[Stored records]
BEGIN
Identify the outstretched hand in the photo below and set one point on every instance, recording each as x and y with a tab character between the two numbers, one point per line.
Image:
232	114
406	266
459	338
END
### Problem to solve
Rewrite the material above, switching "outstretched hand" to "raised hand" and leaving everything else unchanged.

### Task output
Identify the raised hand in the photo below and set one point on every instance, recording each as x and y with a tab character between the two numbers, one point per line.
Image:
232	114
406	266
459	338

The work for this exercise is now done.